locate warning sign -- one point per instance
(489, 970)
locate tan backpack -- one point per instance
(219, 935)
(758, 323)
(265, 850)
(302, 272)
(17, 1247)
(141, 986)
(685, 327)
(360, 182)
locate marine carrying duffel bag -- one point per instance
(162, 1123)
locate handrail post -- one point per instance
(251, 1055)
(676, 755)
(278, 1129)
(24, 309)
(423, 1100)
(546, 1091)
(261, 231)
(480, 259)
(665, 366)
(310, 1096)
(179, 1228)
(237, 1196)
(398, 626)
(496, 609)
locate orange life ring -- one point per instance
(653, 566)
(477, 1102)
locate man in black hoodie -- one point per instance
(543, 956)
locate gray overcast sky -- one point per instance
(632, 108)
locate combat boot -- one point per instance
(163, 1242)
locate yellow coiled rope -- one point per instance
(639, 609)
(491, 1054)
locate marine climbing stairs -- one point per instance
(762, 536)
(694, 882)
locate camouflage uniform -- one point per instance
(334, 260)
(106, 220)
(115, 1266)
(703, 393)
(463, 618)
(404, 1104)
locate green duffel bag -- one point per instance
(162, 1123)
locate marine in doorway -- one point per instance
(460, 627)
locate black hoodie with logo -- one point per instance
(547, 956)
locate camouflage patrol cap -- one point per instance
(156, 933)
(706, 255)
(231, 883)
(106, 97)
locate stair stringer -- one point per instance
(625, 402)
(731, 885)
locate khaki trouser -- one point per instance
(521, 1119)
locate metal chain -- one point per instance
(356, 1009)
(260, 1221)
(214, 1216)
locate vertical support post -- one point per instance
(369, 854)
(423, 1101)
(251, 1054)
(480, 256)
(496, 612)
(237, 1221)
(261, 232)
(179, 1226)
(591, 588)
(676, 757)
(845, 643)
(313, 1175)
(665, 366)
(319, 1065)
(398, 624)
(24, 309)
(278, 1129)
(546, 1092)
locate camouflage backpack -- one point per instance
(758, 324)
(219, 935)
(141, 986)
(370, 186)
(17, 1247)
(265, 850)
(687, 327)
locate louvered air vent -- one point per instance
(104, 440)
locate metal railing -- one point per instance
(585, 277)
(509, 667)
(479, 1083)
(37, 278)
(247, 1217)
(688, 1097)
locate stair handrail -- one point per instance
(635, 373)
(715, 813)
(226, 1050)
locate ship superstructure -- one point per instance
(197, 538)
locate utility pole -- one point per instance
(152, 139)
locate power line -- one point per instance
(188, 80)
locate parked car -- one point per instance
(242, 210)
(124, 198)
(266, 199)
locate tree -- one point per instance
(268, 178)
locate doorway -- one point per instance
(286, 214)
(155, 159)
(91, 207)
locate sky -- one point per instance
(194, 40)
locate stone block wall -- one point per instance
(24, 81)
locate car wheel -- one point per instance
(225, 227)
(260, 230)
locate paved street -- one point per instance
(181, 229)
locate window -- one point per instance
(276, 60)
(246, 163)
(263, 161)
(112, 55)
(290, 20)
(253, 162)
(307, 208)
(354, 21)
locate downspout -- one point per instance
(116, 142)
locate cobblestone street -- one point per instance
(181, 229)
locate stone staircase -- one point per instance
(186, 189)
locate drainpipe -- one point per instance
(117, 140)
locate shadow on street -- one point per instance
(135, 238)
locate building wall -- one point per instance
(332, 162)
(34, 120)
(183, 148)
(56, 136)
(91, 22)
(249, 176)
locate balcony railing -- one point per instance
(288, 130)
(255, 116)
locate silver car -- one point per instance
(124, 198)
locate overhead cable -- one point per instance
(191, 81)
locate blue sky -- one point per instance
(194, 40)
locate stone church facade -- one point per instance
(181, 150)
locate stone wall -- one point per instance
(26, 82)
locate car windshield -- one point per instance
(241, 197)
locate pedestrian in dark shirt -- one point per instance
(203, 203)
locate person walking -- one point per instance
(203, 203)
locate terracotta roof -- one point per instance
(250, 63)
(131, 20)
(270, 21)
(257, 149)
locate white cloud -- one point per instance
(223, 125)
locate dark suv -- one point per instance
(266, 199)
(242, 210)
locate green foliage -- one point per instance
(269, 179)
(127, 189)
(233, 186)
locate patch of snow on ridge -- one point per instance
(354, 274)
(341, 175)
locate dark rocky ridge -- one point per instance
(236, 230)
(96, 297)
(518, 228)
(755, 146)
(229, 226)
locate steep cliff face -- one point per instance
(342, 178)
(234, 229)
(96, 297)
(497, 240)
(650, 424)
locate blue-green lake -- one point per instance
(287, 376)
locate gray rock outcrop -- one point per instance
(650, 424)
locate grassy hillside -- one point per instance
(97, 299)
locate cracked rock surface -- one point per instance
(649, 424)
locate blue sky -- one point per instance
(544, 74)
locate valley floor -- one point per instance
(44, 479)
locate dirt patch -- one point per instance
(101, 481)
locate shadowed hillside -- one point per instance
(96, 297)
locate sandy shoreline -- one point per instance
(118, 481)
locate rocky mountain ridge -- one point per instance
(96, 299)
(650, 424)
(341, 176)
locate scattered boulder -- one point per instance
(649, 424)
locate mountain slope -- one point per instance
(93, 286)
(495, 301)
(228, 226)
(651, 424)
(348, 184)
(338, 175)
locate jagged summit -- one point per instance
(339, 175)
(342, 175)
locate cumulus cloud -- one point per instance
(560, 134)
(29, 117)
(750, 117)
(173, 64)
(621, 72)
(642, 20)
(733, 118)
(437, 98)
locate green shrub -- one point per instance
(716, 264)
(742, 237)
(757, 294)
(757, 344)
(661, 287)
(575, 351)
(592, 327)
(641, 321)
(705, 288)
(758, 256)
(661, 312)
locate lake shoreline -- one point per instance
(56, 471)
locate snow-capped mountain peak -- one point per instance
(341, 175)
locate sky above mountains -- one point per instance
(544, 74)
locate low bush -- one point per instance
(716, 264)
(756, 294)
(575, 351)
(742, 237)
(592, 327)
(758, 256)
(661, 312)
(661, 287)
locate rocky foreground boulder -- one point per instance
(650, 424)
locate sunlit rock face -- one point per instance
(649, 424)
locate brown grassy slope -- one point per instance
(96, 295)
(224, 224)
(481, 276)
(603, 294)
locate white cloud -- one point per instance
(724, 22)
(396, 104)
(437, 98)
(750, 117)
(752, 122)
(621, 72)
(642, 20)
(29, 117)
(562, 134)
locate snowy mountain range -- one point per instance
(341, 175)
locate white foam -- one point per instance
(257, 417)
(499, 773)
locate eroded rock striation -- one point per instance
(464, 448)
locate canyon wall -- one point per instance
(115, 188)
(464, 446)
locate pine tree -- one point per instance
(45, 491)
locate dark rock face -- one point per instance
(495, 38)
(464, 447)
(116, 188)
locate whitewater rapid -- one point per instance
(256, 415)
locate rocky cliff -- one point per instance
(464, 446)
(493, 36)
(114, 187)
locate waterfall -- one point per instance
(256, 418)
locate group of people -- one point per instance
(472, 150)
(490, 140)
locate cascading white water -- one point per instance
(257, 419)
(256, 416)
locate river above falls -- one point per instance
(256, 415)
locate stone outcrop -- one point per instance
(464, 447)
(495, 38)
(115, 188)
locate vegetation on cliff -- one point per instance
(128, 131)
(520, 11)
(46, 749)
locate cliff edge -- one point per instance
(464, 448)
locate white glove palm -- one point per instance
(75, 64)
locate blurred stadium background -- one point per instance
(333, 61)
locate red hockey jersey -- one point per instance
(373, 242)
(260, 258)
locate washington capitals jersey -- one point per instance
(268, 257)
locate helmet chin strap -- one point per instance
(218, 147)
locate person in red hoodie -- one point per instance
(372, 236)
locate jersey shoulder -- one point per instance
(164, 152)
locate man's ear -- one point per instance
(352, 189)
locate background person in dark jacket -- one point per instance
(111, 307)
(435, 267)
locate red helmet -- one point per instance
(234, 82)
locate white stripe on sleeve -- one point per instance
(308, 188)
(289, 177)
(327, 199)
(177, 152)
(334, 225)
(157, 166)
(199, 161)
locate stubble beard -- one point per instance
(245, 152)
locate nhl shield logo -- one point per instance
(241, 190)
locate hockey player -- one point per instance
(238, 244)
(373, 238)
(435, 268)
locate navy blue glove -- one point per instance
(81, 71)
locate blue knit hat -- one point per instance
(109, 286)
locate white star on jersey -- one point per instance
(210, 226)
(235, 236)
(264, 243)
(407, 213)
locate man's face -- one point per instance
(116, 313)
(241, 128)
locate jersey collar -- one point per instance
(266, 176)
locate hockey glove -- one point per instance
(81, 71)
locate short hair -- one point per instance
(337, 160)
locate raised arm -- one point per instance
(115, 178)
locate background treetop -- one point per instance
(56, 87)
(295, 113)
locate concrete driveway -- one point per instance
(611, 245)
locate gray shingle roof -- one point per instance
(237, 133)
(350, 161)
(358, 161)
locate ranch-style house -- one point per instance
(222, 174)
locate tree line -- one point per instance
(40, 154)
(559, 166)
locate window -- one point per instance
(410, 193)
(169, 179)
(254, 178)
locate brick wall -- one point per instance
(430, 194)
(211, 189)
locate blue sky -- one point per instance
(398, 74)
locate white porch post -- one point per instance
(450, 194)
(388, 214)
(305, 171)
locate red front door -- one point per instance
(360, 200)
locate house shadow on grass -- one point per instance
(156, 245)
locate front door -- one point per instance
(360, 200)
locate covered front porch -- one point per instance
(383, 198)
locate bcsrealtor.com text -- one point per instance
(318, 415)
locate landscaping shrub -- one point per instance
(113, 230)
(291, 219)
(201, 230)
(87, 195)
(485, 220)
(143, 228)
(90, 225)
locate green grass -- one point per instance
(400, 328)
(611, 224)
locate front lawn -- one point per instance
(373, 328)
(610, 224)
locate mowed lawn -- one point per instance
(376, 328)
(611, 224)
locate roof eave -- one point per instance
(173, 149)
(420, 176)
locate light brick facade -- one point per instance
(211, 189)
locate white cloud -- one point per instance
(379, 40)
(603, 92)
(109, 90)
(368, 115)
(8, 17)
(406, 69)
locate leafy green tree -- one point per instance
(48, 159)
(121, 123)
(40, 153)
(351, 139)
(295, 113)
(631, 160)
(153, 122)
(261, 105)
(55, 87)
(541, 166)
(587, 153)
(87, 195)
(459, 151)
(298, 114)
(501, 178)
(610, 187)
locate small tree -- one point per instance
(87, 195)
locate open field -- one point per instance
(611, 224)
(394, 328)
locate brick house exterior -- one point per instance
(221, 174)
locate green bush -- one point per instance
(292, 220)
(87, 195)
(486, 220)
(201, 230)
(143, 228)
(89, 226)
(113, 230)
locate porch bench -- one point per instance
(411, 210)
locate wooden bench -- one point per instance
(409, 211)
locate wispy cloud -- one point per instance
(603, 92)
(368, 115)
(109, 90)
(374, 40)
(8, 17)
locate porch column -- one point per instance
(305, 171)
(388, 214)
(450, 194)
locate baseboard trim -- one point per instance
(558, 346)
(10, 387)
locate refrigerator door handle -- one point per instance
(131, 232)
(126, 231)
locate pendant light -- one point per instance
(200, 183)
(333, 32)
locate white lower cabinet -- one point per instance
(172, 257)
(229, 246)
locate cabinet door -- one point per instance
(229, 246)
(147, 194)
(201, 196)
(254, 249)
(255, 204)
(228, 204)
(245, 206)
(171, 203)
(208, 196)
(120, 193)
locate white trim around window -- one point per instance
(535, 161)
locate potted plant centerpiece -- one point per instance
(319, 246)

────────

■ **Problem details**
Can you rescale the entries, starting with the first line and going on through the line with "(477, 1102)", by writing out every one of those lines, requests included, with each point coordinate multiplied by 2.15 and rounded to a whole number (halves rounding up)?

■ **Answer to the task**
locate warning sign -- one point per instance
(1051, 2086)
locate tan backpack -- one point per instance
(471, 2010)
(1630, 694)
(570, 1828)
(649, 585)
(37, 2681)
(303, 2120)
(1473, 703)
(774, 391)
locate marine carrying duffel bag -- one point per instance
(348, 2414)
locate handrail post -- one point per instance
(540, 2268)
(1453, 1623)
(598, 2427)
(52, 664)
(909, 2365)
(1174, 2346)
(561, 497)
(1032, 557)
(1430, 787)
(667, 2356)
(385, 2640)
(510, 2571)
(856, 1346)
(1066, 1309)
locate orange life ring -- one point per instance
(1404, 1217)
(1026, 2369)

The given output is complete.